# Quoted passage

== Segment start ==

She Knows A Nurse’s Heart

May 09, 2017

When she got the frantic call that her youngest daughter’s unborn child was in distress, Melanie Estrada did what any mother would do. She panicked. All she heard was that her daughter was at the hospital receiving injections to strengthen the baby’s lungs, and the baby was probably going to be delivered three months early.

Estrada was working in the pulmonary unit of IU Health Methodist Hospital– an hour away from her daughter.

“My supervisor overheard the phone call and immediately put me in touch with a Neonatal Intensive Care Unit (NICU) nurse at Methodist who talked me through the process and helped me understand what was happening,” recalls Estrada, a 13-year employee of IU Health.

“The baby’s heart rate continued to drop and my heart dropped to my throat,” said Estrada. It was her fourth grandchild and she knew she needed to be by her daughter’s side.

Admitted to IU Health Arnett Hospital in Lafayette, Tiarra Littlejohn was preparing to deliver her first baby.

“I headed out with tears in my eyes. I drove through construction in the dark. All I knew was I needed to get there,” said Estrada, who remembers her frantic drive to Lafayette. As she walked through the door in her IU Health uniform a greeter immediately directed her to the emergency room where an administrator handed her tissues to dry her eyes and directed her to the baby unit.

== Segment end ==

(Records taken from a collection)
== Segment start ==

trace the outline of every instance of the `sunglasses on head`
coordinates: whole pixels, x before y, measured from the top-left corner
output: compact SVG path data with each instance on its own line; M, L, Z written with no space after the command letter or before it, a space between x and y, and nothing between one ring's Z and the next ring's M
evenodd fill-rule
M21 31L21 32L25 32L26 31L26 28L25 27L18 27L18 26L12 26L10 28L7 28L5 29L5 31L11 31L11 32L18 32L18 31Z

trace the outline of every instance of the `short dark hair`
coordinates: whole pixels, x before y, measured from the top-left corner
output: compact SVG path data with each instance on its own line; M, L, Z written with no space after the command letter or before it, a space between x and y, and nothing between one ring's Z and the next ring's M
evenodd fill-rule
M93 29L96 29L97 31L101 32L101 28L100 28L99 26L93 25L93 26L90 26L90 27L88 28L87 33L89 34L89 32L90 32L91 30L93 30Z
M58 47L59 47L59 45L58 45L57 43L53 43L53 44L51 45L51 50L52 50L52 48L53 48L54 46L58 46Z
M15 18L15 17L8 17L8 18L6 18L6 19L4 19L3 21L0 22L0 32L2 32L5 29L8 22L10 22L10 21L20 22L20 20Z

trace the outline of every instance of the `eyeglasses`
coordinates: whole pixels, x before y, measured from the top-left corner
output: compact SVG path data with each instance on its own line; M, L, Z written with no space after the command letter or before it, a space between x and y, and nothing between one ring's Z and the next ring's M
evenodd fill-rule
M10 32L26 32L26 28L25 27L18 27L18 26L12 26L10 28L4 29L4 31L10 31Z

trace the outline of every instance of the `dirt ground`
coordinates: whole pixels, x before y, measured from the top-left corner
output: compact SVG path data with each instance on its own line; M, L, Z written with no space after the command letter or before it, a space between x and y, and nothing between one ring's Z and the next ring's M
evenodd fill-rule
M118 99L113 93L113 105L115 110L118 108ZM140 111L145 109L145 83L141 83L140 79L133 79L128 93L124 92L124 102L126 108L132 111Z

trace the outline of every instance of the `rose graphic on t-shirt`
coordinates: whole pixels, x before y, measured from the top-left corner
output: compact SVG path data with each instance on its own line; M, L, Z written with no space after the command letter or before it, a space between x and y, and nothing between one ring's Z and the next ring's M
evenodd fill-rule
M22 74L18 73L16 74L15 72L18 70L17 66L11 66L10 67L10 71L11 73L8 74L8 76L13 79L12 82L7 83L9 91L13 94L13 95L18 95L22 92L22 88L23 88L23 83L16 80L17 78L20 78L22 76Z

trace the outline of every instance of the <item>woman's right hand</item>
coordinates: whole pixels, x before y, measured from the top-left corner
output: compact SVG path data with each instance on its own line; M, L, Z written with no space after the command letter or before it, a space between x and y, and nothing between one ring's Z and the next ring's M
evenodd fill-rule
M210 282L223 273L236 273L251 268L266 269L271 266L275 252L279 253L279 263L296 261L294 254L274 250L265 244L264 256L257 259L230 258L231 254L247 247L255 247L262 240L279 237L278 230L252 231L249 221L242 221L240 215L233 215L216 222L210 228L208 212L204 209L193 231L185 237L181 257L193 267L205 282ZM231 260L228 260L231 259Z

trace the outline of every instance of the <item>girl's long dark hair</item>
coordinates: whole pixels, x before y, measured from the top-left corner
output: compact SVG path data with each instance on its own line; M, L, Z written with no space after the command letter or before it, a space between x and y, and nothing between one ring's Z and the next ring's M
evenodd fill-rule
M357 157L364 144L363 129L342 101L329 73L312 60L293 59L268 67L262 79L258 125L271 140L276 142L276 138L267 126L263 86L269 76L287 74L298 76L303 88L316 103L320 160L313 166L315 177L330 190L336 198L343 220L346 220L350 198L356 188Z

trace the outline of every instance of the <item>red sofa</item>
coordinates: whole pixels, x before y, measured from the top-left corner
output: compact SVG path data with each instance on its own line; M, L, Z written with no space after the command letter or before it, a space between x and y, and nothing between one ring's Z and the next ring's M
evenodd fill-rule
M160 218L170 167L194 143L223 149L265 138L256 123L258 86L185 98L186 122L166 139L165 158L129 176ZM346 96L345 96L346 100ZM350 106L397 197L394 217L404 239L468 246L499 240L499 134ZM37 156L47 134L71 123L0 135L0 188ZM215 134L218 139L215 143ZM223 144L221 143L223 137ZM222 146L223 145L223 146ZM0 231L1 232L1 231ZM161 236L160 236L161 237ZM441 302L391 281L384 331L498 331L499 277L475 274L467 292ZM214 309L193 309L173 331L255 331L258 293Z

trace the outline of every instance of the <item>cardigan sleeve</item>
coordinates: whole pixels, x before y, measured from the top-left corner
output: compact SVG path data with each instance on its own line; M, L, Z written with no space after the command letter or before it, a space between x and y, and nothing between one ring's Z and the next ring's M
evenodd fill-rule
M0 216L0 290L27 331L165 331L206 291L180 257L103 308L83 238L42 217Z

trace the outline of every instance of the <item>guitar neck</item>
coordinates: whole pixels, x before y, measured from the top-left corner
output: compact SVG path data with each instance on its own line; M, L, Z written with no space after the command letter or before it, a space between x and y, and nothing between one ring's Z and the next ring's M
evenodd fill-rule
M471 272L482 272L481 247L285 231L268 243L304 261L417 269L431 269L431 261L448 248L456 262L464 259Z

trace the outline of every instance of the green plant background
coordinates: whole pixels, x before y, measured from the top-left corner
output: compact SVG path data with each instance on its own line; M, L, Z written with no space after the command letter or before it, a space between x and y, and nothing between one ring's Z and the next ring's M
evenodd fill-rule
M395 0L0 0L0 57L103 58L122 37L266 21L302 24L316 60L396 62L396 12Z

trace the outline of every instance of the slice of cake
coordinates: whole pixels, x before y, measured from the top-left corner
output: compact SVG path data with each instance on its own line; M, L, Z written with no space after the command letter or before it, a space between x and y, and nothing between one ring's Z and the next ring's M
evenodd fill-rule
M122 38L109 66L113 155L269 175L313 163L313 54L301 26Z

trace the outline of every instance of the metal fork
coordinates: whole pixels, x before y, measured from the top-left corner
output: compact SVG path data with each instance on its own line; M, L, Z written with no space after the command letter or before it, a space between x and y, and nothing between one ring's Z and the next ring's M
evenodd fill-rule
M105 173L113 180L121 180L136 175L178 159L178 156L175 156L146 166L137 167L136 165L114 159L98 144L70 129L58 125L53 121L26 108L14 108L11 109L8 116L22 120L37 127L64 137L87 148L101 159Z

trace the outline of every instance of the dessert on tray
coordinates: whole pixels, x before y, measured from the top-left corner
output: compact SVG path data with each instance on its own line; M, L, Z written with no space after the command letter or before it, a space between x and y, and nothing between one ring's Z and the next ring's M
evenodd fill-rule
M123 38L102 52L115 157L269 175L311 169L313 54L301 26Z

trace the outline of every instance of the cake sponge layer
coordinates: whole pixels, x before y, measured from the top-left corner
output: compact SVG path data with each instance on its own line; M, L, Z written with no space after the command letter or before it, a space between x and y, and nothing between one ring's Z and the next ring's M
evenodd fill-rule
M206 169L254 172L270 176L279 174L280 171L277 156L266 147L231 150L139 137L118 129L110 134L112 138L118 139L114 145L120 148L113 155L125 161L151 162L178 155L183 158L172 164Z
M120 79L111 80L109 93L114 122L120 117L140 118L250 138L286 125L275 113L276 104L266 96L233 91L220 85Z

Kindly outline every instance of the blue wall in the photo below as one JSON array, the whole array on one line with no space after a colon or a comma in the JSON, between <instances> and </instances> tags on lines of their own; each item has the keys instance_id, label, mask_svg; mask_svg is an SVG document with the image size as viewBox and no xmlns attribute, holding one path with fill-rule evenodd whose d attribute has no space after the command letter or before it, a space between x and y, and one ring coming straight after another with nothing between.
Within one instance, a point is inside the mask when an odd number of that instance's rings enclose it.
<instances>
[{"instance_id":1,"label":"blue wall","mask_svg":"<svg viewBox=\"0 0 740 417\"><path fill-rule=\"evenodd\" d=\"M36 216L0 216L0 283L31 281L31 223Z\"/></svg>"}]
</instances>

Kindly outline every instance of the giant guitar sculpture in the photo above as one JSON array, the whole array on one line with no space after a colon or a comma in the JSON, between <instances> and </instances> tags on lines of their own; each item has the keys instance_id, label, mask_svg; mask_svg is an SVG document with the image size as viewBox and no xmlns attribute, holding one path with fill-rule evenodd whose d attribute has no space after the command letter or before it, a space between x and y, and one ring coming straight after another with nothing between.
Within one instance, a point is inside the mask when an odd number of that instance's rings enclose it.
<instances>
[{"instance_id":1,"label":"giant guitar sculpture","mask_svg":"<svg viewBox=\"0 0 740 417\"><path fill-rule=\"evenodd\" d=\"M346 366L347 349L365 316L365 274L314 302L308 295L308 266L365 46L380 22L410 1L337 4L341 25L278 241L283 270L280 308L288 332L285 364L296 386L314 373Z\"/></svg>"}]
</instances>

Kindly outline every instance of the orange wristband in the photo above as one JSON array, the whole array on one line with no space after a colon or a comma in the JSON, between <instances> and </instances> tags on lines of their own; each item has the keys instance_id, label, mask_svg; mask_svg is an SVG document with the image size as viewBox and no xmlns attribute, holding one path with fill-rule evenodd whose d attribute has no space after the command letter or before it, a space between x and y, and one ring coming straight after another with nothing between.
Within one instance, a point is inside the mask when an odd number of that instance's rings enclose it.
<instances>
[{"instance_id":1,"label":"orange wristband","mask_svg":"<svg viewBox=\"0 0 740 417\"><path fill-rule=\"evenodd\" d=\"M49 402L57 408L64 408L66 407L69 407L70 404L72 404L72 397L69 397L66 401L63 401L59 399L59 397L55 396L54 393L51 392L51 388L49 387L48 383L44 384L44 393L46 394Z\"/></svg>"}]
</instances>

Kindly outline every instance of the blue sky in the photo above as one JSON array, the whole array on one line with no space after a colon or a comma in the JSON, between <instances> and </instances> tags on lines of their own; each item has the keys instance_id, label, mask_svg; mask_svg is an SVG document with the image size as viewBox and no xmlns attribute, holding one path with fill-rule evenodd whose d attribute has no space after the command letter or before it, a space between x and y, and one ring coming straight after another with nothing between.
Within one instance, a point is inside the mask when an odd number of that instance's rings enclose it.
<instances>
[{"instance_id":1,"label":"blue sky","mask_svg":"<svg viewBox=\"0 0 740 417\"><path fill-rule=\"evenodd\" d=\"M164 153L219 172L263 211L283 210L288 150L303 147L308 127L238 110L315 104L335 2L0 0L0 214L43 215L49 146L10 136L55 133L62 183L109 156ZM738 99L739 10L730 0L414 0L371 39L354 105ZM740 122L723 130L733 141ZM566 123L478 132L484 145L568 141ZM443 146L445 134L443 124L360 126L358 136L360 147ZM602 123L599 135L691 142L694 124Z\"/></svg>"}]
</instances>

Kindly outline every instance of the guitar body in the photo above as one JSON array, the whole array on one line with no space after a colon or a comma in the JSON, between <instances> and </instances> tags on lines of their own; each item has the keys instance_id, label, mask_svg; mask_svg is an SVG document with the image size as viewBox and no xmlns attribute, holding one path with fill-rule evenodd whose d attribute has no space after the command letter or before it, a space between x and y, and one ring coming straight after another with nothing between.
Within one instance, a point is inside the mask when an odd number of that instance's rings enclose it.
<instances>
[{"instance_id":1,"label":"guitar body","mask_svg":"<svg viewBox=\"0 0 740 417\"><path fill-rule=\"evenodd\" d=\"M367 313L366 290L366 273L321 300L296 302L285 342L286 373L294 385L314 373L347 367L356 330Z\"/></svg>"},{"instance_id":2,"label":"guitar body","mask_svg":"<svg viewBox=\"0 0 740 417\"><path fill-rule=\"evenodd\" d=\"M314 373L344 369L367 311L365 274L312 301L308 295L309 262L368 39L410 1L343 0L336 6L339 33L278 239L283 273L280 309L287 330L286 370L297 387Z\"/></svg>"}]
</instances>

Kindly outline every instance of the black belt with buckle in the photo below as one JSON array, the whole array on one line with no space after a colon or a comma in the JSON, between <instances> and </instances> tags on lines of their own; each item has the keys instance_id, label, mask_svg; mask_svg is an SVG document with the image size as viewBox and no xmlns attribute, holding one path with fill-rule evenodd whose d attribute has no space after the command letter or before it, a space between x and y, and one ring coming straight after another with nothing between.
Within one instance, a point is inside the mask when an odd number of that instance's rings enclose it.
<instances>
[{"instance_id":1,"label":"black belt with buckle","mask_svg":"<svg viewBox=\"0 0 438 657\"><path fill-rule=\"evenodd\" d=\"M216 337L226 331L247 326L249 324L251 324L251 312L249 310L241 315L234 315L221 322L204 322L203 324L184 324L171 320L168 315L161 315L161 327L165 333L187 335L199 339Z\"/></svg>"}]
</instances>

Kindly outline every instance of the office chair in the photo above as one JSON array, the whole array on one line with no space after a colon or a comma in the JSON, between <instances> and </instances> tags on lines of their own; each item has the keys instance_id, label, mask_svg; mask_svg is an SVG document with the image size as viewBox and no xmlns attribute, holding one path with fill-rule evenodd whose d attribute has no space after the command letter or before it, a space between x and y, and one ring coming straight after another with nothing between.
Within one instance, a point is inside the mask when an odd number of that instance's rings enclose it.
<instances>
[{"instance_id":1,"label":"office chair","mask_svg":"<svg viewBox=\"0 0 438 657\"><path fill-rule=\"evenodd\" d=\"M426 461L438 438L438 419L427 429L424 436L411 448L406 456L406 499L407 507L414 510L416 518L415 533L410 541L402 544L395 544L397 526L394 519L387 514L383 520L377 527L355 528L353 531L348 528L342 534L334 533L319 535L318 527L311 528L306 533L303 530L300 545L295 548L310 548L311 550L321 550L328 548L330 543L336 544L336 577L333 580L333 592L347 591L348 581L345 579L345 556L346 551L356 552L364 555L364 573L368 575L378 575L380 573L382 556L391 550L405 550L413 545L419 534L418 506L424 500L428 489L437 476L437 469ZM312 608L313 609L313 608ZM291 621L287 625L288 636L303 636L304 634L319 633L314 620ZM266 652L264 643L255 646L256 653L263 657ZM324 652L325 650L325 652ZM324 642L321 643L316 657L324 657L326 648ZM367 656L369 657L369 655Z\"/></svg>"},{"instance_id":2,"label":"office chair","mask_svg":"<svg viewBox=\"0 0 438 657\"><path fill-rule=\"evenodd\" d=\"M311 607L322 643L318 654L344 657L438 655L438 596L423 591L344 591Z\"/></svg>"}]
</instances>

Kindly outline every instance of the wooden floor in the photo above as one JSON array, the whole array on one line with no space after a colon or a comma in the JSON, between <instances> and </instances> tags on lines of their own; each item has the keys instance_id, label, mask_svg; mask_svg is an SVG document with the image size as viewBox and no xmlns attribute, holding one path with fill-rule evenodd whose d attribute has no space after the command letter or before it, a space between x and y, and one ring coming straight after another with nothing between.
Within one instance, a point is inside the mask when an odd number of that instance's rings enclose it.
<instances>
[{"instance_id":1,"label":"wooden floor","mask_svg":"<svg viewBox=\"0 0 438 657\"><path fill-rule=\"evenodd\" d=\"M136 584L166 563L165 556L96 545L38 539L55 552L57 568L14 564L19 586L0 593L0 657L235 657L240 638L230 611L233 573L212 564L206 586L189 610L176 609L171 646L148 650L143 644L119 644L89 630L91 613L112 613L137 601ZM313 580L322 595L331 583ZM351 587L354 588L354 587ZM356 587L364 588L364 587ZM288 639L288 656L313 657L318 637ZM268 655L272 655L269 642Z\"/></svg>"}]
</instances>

== Segment end ==

# Task to complete
In the article about the nurse's heart, how many years had Melanie Estrada worked for IU Health?

# Expected answer
13 years